(SUPPLIED INFORMATION Opens)

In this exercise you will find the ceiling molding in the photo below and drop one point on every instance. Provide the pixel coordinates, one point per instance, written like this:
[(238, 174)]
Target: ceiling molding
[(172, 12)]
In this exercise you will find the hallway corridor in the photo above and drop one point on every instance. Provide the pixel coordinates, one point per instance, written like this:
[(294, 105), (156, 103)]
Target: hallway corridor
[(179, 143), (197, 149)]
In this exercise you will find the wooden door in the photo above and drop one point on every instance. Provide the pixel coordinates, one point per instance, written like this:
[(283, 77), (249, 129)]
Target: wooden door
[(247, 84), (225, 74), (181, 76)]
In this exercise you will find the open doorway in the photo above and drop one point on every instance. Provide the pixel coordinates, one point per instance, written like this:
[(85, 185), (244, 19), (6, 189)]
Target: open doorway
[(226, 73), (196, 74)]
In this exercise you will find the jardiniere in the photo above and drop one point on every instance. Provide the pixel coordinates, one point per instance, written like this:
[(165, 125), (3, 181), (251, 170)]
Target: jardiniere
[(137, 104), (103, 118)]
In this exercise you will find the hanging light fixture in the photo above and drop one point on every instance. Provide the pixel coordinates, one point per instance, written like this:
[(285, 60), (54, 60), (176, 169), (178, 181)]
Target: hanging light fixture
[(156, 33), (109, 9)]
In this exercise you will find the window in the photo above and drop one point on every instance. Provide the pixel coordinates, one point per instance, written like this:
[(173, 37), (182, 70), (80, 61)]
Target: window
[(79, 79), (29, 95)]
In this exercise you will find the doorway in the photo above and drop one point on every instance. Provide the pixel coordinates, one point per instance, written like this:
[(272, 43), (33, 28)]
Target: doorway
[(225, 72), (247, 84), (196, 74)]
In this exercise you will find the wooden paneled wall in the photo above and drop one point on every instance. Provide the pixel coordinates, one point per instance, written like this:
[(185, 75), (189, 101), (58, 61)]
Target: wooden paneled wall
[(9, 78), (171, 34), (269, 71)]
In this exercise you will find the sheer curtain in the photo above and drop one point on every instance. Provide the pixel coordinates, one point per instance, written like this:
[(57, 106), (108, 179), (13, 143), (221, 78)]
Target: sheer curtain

(SUPPLIED INFORMATION Closes)

WHAT IS EXPECTED
Check each line above for the word "sheer" and give the number of lines that have it, nothing else.

SOLUTION TO THIS PROBLEM
2